The ascetics looked unconcerned by the massive ceremonial march of the army passing by. This unusual behavior surely attracted the attention of the majesty, who was also “a philosopher in arms.” Alexander asked through interpreters what they meant by this unusual behavior and the leader of these ascetics, Dandamis, replied: “You are just human like the rest of us, save you are always fighting and up to no good, traveling so many miles from your home, a nuisance to yourself and to others. Ah well! You will soon be dead, and then you will own just as much of this earth as will suffice to bury you.” (Arrian, Anabasis, 7.1.6.)

Alexander’s General Onesecritus says that he later met one of these sophists, Kalanus, who then accompanied the king as far as Persia and committed suicide in accordance with their ancestral custom, being placed upon a pyre and burned up. (Strabo, Geography, 15.1.61.)

**Dataset extract:**
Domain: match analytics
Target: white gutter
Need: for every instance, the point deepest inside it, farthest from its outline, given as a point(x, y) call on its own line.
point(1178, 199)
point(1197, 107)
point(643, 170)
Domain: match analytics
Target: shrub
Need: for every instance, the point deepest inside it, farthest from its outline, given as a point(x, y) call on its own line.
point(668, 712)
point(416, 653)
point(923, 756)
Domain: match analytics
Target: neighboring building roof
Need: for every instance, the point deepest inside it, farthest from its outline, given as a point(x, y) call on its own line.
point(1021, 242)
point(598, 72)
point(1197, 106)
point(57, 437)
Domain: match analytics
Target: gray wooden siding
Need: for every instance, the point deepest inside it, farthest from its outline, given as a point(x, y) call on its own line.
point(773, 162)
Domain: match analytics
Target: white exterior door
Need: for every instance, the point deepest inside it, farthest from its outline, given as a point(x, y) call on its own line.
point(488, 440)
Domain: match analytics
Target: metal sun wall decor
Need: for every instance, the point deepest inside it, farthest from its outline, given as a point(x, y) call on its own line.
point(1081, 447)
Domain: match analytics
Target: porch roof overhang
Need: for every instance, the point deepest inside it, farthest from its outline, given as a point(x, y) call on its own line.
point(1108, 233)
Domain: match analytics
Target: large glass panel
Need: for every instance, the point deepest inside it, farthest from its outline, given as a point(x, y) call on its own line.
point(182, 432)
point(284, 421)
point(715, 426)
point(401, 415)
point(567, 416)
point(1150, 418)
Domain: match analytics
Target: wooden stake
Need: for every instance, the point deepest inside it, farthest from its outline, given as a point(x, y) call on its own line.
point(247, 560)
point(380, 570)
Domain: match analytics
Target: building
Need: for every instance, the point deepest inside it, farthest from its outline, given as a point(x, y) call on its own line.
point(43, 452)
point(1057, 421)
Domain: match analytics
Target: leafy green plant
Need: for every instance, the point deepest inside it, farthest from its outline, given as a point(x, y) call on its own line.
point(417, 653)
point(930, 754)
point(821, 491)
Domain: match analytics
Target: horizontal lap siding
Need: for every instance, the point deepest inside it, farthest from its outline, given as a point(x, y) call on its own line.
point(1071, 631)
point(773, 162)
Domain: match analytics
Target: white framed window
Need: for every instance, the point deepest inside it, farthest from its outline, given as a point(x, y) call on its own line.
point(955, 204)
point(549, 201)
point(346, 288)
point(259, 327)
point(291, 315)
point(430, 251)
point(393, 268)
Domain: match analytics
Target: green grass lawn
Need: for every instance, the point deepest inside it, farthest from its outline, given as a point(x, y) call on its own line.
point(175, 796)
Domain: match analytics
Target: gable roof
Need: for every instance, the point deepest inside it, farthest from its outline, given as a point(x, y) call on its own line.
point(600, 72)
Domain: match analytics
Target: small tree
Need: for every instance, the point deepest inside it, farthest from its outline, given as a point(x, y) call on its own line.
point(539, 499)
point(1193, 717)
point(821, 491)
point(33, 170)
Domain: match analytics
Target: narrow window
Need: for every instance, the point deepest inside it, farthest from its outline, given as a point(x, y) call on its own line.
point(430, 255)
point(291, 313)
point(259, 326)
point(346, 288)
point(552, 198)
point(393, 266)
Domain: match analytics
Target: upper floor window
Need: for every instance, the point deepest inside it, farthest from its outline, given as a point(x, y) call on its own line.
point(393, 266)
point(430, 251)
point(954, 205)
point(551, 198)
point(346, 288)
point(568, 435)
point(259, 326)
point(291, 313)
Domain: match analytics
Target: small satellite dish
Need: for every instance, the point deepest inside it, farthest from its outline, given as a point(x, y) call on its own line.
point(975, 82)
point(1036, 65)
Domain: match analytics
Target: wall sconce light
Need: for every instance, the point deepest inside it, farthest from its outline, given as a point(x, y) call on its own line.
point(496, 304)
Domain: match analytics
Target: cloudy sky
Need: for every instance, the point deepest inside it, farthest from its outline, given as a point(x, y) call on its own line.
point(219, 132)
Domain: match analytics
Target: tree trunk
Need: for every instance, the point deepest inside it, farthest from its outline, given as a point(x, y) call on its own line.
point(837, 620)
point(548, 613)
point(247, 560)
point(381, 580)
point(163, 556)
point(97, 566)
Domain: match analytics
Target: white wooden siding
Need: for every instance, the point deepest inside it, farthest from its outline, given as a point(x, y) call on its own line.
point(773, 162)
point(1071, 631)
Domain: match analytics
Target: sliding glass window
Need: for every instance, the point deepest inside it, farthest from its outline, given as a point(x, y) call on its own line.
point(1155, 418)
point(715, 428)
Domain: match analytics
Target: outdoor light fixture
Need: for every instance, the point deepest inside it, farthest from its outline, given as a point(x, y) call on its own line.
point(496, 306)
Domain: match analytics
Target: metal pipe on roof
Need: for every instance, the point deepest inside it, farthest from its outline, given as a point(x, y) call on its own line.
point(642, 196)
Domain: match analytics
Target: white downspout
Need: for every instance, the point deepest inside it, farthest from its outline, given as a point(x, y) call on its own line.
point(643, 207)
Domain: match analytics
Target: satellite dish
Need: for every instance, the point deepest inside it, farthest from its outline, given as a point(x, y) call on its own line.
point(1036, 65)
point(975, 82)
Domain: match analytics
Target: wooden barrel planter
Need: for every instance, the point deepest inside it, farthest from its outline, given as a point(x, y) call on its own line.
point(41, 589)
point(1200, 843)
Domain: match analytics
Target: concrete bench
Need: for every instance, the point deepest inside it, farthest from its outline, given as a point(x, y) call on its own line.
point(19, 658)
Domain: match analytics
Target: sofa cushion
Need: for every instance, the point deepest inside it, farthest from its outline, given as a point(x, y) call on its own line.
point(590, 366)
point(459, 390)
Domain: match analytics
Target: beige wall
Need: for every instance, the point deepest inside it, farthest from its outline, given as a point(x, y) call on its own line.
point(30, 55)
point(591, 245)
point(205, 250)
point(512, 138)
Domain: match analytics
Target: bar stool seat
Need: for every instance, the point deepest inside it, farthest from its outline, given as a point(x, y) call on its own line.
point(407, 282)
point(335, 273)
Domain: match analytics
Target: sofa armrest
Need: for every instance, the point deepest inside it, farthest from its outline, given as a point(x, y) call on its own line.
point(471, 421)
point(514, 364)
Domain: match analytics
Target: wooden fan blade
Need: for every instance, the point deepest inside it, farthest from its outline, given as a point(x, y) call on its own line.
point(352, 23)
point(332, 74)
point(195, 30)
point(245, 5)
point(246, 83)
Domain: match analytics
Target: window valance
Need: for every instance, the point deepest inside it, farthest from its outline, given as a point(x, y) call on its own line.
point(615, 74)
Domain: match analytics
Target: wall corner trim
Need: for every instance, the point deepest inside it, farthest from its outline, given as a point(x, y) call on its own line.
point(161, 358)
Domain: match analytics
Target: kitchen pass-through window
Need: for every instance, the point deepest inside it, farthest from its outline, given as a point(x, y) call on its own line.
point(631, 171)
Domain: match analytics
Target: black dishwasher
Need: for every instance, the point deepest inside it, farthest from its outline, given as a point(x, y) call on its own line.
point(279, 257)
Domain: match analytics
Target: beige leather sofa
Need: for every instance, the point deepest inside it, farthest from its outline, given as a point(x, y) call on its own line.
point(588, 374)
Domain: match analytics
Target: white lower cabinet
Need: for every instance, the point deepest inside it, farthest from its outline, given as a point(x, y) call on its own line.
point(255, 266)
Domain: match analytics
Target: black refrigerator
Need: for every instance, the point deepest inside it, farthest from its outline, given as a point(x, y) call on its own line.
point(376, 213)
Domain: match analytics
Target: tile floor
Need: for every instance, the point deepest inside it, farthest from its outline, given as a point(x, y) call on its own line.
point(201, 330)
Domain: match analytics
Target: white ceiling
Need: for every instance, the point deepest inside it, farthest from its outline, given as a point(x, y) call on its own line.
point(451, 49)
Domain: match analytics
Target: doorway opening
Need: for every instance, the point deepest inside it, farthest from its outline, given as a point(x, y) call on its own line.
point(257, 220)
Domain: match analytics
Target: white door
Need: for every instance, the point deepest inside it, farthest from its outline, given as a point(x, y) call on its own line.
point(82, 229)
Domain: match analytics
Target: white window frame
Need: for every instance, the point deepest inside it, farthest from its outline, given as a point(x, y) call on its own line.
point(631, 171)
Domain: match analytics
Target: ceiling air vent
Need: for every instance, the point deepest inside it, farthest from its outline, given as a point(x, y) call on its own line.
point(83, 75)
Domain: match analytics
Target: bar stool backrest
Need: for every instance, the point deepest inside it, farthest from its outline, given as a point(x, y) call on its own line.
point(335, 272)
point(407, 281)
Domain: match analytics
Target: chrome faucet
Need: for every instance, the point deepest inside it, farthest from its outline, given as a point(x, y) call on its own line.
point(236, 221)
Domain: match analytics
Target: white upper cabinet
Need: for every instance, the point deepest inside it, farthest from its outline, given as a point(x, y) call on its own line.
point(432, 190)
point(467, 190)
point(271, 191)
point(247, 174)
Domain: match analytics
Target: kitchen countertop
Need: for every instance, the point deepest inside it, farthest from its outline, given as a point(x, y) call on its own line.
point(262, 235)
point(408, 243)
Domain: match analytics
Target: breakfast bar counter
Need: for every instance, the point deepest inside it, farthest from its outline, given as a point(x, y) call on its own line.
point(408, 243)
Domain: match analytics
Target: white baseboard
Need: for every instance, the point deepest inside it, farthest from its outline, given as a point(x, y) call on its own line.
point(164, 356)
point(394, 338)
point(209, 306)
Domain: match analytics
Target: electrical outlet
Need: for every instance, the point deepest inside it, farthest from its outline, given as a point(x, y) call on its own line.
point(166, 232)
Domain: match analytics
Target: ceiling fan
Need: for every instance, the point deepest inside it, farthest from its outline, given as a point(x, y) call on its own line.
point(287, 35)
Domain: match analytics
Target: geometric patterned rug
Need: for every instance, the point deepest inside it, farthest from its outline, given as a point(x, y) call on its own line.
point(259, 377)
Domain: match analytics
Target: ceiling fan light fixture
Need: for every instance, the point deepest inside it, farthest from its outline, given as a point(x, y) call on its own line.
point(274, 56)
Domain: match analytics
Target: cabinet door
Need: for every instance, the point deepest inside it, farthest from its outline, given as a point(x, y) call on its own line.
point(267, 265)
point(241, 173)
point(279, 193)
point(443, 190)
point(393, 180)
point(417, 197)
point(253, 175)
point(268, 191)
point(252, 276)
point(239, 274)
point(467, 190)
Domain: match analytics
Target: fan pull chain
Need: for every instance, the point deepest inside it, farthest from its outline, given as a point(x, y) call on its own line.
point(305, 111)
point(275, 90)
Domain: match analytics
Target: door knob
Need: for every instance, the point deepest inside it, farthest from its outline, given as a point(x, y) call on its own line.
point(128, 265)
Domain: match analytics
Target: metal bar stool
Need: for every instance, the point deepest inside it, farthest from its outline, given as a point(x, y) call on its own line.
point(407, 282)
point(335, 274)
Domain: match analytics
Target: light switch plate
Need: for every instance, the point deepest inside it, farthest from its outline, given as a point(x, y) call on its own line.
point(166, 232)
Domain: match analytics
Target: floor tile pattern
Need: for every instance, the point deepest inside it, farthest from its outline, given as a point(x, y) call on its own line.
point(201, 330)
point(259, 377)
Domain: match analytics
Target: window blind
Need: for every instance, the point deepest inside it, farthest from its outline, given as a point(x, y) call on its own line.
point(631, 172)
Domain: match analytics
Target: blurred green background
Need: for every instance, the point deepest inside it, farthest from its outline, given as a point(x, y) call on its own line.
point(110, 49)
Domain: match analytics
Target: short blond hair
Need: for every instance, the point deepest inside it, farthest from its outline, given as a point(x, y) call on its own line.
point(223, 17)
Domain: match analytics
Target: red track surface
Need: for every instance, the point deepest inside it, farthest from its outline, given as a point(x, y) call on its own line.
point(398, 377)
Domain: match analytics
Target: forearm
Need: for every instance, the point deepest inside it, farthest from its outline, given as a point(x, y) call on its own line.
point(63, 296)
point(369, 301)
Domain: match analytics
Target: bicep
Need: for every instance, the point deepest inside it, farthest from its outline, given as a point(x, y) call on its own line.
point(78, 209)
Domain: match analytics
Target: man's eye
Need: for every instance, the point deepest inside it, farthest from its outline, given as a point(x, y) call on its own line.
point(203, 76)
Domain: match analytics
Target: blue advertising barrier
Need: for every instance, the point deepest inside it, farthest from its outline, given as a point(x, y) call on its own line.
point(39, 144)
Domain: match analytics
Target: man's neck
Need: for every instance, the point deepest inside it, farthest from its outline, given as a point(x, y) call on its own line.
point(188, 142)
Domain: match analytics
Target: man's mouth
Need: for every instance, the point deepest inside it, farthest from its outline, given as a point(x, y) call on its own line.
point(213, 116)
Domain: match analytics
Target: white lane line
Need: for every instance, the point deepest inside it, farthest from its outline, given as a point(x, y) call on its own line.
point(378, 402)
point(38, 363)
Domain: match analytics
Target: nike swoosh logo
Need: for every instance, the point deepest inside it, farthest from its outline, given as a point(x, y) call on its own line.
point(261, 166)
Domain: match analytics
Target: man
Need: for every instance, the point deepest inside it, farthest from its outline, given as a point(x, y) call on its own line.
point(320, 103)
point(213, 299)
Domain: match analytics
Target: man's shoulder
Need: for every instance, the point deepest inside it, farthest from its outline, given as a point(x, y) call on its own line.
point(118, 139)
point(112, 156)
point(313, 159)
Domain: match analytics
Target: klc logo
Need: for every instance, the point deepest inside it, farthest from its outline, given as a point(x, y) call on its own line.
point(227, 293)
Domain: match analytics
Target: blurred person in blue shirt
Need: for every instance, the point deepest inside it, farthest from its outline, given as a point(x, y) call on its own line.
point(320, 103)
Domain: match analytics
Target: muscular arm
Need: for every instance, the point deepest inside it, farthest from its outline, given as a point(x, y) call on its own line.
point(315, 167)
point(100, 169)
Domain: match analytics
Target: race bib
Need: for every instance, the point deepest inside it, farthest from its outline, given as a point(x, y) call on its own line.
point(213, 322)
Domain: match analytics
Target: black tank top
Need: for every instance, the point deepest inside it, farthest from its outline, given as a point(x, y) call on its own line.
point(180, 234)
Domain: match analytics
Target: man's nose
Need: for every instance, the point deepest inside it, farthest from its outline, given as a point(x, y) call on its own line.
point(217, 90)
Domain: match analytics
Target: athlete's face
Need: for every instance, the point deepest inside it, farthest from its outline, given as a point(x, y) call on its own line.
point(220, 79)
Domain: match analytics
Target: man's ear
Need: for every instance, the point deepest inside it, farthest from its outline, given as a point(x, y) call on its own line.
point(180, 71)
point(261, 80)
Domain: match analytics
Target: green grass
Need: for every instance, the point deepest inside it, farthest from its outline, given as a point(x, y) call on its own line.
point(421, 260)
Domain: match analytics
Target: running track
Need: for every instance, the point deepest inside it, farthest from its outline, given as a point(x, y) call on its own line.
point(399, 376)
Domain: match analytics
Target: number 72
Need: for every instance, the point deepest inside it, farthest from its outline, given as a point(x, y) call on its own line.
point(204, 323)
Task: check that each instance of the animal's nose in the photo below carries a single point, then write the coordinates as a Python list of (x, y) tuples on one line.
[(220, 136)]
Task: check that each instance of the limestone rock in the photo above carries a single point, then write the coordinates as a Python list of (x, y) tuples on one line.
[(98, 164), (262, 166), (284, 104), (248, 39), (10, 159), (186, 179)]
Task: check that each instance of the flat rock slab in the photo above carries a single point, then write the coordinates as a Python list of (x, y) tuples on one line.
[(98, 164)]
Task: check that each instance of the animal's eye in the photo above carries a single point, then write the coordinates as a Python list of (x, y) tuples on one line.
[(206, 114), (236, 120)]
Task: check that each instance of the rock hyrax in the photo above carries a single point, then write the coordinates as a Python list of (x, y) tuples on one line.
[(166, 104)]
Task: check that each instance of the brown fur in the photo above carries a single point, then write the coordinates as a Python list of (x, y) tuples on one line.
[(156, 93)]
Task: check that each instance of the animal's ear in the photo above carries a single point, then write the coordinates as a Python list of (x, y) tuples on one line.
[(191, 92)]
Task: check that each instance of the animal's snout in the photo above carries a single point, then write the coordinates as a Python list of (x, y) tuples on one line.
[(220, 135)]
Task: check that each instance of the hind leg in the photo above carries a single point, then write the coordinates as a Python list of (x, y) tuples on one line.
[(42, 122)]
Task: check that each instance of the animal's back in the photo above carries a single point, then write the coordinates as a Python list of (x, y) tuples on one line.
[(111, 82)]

**Direction A:** Which people are named in the passage about Alexander and the ascetics, counting the ancient authors cited in parentheses?
**Direction B:** Can you copy out the stretch of the passage about Alexander and the ascetics from "The ascetics looked" through "(Arrian, Anabasis, 7.1.6.)"?

**Correct output A:** Alexander, Dandamis, Arrian, Onesecritus, Kalanus, Strabo

**Correct output B:**
The ascetics looked unconcerned by the massive ceremonial march of the army passing by. This unusual behavior surely attracted the attention of the majesty, who was also “a philosopher in arms.” Alexander asked through interpreters what they meant by this unusual behavior and the leader of these ascetics, Dandamis, replied: “You are just human like the rest of us, save you are always fighting and up to no good, traveling so many miles from your home, a nuisance to yourself and to others. Ah well! You will soon be dead, and then you will own just as much of this earth as will suffice to bury you.” (Arrian, Anabasis, 7.1.6.)